[Stored dataset items]
········

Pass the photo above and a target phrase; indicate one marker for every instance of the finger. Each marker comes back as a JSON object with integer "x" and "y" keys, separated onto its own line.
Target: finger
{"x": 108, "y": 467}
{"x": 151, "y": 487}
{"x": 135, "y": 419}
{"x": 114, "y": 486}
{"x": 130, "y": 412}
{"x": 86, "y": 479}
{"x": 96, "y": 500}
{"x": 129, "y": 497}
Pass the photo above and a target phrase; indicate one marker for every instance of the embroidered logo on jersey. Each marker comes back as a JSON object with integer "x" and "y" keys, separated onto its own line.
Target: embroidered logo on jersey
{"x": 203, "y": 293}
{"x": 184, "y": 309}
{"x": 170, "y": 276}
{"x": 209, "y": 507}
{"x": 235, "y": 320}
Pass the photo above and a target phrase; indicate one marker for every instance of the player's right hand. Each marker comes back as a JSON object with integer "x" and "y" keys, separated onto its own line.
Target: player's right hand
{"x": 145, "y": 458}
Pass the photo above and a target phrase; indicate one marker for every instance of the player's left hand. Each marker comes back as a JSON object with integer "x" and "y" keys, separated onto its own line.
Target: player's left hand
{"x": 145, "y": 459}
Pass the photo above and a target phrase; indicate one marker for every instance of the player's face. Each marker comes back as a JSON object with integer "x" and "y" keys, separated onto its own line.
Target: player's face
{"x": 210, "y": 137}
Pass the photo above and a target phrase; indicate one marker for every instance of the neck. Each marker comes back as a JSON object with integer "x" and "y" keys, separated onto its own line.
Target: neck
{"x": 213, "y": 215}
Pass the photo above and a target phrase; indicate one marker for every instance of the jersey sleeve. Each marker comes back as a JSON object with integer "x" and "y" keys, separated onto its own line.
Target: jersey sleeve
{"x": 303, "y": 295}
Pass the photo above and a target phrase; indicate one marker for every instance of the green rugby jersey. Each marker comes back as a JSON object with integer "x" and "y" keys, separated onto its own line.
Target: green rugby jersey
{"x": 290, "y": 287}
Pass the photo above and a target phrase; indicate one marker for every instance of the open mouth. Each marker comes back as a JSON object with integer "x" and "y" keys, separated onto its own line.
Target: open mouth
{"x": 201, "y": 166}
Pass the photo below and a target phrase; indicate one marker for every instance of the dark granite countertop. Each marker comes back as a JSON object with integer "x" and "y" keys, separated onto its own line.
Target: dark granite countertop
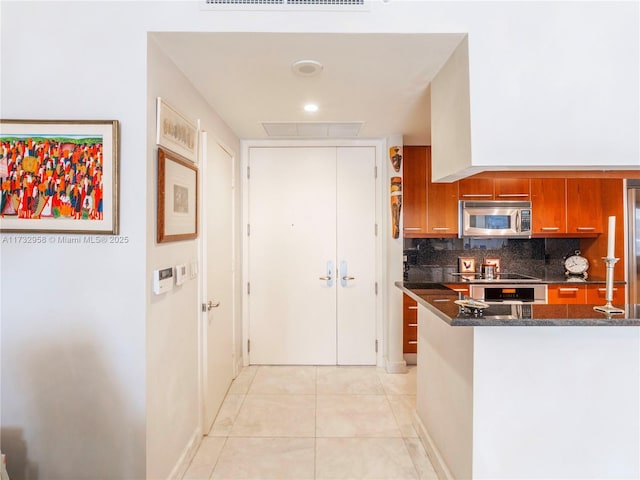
{"x": 448, "y": 277}
{"x": 440, "y": 300}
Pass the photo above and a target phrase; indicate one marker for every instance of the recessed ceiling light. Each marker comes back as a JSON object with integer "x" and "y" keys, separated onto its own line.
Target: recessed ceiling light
{"x": 307, "y": 68}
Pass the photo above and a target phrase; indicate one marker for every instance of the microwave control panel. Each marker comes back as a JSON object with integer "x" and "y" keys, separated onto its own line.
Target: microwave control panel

········

▸ Exercise instructions
Pick out each line above that includes "panel" and show it.

▸ Response to this exercise
Pass the photo above and a target phrase; indicate one marker for every instance of the microwave control panel. Each marker comes back as a JSON object with integer "x" and "y" keys, separated onto its own line.
Target: microwave control panel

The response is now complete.